> What to produce
Your task is to print each record exactly as it reads.

> Stored data entries
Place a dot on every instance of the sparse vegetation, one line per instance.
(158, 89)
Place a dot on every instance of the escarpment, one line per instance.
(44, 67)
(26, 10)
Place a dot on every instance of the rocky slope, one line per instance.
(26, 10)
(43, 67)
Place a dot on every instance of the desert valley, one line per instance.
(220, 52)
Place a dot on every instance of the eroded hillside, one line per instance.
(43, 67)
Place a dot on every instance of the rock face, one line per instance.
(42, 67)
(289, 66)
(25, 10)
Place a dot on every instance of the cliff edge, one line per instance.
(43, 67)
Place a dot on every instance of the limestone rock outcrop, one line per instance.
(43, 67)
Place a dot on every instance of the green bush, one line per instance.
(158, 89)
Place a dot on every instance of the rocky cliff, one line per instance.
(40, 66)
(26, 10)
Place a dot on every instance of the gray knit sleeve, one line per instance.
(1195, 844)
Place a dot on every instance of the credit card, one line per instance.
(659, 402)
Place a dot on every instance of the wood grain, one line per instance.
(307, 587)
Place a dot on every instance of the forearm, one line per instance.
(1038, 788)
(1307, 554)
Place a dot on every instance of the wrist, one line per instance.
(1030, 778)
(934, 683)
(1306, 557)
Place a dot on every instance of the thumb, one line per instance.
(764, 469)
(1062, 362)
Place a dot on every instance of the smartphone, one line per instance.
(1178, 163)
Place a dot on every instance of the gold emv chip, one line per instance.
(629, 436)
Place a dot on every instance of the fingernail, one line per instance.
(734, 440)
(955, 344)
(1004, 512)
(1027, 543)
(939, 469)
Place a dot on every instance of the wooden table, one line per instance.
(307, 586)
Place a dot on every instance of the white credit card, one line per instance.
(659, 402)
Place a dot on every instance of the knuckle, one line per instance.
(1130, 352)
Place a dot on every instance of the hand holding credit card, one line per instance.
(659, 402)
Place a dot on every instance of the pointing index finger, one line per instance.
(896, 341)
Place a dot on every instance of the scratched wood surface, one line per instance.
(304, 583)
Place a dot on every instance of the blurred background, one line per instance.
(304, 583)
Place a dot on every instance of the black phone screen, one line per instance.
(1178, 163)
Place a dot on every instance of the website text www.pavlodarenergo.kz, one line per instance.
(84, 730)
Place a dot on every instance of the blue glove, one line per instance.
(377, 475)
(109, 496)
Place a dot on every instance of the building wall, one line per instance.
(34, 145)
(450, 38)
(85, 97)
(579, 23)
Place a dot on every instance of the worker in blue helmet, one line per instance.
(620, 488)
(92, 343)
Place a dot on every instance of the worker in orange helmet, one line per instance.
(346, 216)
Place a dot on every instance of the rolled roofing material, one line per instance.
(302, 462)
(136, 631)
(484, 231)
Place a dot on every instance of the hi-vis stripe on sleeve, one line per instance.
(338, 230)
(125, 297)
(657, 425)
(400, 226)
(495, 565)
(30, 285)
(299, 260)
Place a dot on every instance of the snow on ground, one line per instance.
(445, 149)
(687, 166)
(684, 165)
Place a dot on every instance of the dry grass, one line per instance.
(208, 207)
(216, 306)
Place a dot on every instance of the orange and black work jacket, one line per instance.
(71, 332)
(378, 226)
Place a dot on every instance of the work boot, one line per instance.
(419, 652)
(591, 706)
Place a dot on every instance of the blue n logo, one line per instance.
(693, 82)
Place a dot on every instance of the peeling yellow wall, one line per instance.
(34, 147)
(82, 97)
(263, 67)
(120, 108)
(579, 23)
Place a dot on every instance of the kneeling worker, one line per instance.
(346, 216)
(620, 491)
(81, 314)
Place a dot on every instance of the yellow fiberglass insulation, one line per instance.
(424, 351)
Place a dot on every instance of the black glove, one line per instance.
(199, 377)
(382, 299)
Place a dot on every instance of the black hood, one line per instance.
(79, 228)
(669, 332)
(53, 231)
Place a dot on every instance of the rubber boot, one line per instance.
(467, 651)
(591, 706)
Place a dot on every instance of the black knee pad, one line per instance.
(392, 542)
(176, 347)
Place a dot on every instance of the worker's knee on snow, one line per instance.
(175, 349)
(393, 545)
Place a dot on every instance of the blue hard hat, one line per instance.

> Solution for this exercise
Place a dot on every instance of the sparse vegetation, one line per instance.
(158, 89)
Place a dot on every instance of the escarpment, one line per instance.
(44, 67)
(26, 10)
Place a dot on every instance of the rocky slope, one line per instance.
(26, 10)
(43, 67)
Place a dot on every instance of the desert valley, one line per instance.
(220, 52)
Place a dot on every instance of the eroded hillside, one line per instance.
(43, 67)
Place a dot on every instance of the rock face, one line per instance.
(42, 67)
(289, 66)
(25, 10)
Place a dot on every instance of the cliff edge, one line per instance.
(43, 67)
Place a dot on every instance of the limestone rock outcrop, one line per instance.
(43, 67)
Place a dot on every instance of the green bush, one line per instance.
(158, 89)
Place a dot on every instance of the rocky cliff, one line per instance.
(40, 66)
(26, 10)
Place a dot on every instance of the gray knit sleeve, one line per instance.
(1195, 844)
Place a dot on every instance of the credit card, one line per instance.
(659, 402)
Place a dot on every instance of the wood grain, one line per instance.
(307, 587)
Place a dot on every instance of the forearm, one line per instance.
(1038, 788)
(1307, 554)
Place a dot on every instance of the wrist, one line per instance.
(1030, 778)
(934, 683)
(1306, 557)
Place a dot on every instance of the thumb, one line per instance.
(764, 469)
(1062, 362)
Place a dot on every instance of the smartphone, one line per instance.
(1178, 163)
Place a dot on every instance of the gold emv chip, one line per instance.
(629, 436)
Place a dot on every instance of the fingernail, one line per instance.
(734, 440)
(955, 344)
(1004, 512)
(1027, 543)
(939, 469)
Place a dot on every instance of the wooden table, one line per instance.
(307, 586)
Place a dot on every instance of the white credit card, one line per instance.
(659, 402)
Place a dot on every instance of the knuckle, one line per instance.
(1130, 352)
Place a dot on every instance of the hand holding credit card, one line per instance.
(659, 402)
Place a dot on every instance of the pointing index finger, one line per instance.
(896, 341)
Place a dot on every instance of the scratched wood surface, one line per instance.
(304, 583)
Place a dot on every instance of the blurred background, one line per instance.
(304, 583)
Place a dot on every instance of the black phone screen, one line per instance.
(1178, 163)
Place a dot on every instance of the website text www.pavlodarenergo.kz, one line per instance.
(84, 730)
Place a dot on every instance of the blue glove, one line per instance.
(377, 475)
(109, 496)
Place a dot on every instance of the building wall, one line per instance.
(34, 145)
(450, 38)
(85, 97)
(579, 23)
Place a dot on every instance of the worker in blue helmet, one line per instance.
(620, 488)
(92, 343)
Place a dot on every instance of the worker in orange helmet, one line per instance.
(346, 216)
Place a dot on every instance of the rolled roofing material, one line per instance.
(302, 462)
(136, 631)
(484, 231)
Place a dot on every instance of the hi-vis stripe on sleeve, one line per instance.
(338, 230)
(125, 297)
(657, 425)
(400, 226)
(495, 565)
(30, 285)
(299, 260)
Place a dot on every instance of the snow on ground, one line per instance.
(445, 149)
(687, 166)
(684, 165)
Place a dot on every instance of the dry grass, one line per instance.
(208, 207)
(216, 306)
Place a dot on every instance of the orange and black work jacket, one line per instance.
(71, 332)
(378, 226)
Place a dot on every instance of the work boot, one line per instance.
(419, 652)
(591, 706)
Place a dot on every instance of the blue n logo, one line per instance.
(693, 82)
Place a dot on every instance of the peeling yellow wall, one line per instance.
(34, 147)
(82, 97)
(263, 67)
(120, 108)
(579, 23)
Place a dot on every instance of the kneeling worker, one line per instance.
(346, 216)
(620, 491)
(81, 314)
Place a dot on every instance of the yellow fiberglass insulation, one line per instance.
(424, 351)
Place a dot on every instance of the black glove, one line per instance.
(199, 377)
(382, 299)
Place a dot on every instance of the black hood, one line per instance.
(79, 228)
(669, 332)
(53, 231)
Place a dot on every instance of the rubber boot, one line per instance.
(467, 651)
(591, 706)
Place a dot on every instance of the black knee pad, one line per instance.
(392, 542)
(176, 347)
Place a dot on every instance of the worker's knee on snow, one line per instance.
(175, 349)
(393, 545)
Place a dot on every instance of the blue hard hat, one line per instance.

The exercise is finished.